Work instructions: Line by line, copy all of the data exactly.

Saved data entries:
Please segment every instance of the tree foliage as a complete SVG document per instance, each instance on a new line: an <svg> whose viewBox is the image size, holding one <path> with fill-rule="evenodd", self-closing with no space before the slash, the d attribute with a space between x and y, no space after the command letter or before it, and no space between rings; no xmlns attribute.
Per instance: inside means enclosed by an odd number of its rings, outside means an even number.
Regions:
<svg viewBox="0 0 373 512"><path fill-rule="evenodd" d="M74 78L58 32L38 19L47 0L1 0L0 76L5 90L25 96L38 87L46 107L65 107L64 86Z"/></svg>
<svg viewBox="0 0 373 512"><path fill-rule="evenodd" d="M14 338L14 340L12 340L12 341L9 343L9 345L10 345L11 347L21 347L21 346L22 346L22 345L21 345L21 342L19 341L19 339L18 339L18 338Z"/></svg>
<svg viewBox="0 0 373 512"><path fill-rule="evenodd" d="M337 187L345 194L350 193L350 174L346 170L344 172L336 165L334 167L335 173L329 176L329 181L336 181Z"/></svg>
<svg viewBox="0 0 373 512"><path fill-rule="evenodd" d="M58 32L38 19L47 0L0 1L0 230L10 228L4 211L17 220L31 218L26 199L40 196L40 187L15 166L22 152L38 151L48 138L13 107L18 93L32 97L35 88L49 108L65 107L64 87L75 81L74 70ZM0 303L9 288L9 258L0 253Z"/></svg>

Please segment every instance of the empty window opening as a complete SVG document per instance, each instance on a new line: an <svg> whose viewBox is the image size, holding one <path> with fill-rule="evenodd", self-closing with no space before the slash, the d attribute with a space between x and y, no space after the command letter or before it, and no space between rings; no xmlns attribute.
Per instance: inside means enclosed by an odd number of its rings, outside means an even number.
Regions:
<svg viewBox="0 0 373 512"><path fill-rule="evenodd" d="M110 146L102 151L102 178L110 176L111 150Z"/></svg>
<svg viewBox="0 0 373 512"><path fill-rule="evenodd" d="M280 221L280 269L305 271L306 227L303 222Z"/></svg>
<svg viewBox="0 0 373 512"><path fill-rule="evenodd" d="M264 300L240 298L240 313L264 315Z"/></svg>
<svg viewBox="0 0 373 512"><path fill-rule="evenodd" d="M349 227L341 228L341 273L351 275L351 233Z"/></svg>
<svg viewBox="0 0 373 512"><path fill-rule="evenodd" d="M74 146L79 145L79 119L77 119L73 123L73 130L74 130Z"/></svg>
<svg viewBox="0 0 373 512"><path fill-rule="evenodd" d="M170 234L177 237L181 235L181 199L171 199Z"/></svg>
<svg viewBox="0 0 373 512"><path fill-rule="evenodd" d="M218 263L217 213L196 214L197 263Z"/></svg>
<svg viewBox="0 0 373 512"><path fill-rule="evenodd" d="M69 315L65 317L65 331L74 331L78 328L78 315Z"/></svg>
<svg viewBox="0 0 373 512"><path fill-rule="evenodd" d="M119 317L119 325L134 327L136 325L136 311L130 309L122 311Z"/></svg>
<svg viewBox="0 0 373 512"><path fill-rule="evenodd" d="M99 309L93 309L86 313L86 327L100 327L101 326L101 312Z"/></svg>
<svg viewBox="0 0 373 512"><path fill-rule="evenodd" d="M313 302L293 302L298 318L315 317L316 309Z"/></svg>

Written response:
Please segment every instance of the tree foliage as a complete SVG document per instance, each instance on a new line: an <svg> whose viewBox is the image size, holding one <path> with fill-rule="evenodd", self-closing with no space before the slash, the d attribute with a space between x and y, no space after the command letter or before it, and no space between rings; no xmlns attribute.
Per instance: inside means enclosed by an odd number of its rings, outside means an even number.
Regions:
<svg viewBox="0 0 373 512"><path fill-rule="evenodd" d="M74 78L58 32L38 19L47 0L1 0L0 76L5 90L25 96L38 87L46 107L65 107L64 86Z"/></svg>
<svg viewBox="0 0 373 512"><path fill-rule="evenodd" d="M14 338L14 340L12 340L12 341L9 343L9 345L10 345L11 347L21 347L21 346L22 346L22 345L21 345L21 342L19 341L19 339L18 339L18 338Z"/></svg>
<svg viewBox="0 0 373 512"><path fill-rule="evenodd" d="M337 187L345 194L350 193L350 174L346 170L344 172L336 165L334 167L335 173L329 176L329 181L336 181Z"/></svg>
<svg viewBox="0 0 373 512"><path fill-rule="evenodd" d="M58 32L38 19L47 0L0 1L0 230L10 228L4 211L17 220L31 218L26 199L40 196L40 187L15 166L22 152L38 151L48 138L13 107L18 93L32 97L35 88L49 108L65 107L64 87L75 81L74 70ZM0 303L9 288L9 258L0 253Z"/></svg>

Please segment every instance of the empty window opening as a complete SVG document per instance, each instance on a new line: an <svg> whose viewBox is the image size, holding one <path> with fill-rule="evenodd", self-closing with no space before the slash, the d attribute with a space between x and y, no space after the command letter or before it, and no space between rings; no xmlns attribute.
Per instance: inside means enclosed by an odd number of its rings, outside means an even number.
Regions:
<svg viewBox="0 0 373 512"><path fill-rule="evenodd" d="M110 146L102 151L102 178L110 176L111 150Z"/></svg>
<svg viewBox="0 0 373 512"><path fill-rule="evenodd" d="M280 221L280 269L305 271L306 227L303 222Z"/></svg>
<svg viewBox="0 0 373 512"><path fill-rule="evenodd" d="M264 300L240 298L240 313L264 315Z"/></svg>
<svg viewBox="0 0 373 512"><path fill-rule="evenodd" d="M349 227L341 228L341 273L351 275L351 233Z"/></svg>
<svg viewBox="0 0 373 512"><path fill-rule="evenodd" d="M74 146L79 145L79 119L77 119L73 123L73 130L74 130Z"/></svg>
<svg viewBox="0 0 373 512"><path fill-rule="evenodd" d="M170 234L177 237L181 235L181 199L171 199Z"/></svg>
<svg viewBox="0 0 373 512"><path fill-rule="evenodd" d="M218 263L217 213L196 214L197 263Z"/></svg>
<svg viewBox="0 0 373 512"><path fill-rule="evenodd" d="M69 315L65 317L65 331L74 331L78 328L78 315Z"/></svg>
<svg viewBox="0 0 373 512"><path fill-rule="evenodd" d="M119 317L119 325L134 327L136 325L136 311L130 309L122 311Z"/></svg>
<svg viewBox="0 0 373 512"><path fill-rule="evenodd" d="M99 309L93 309L86 313L86 327L100 327L101 326L101 312Z"/></svg>
<svg viewBox="0 0 373 512"><path fill-rule="evenodd" d="M313 302L293 302L298 318L315 317L316 309Z"/></svg>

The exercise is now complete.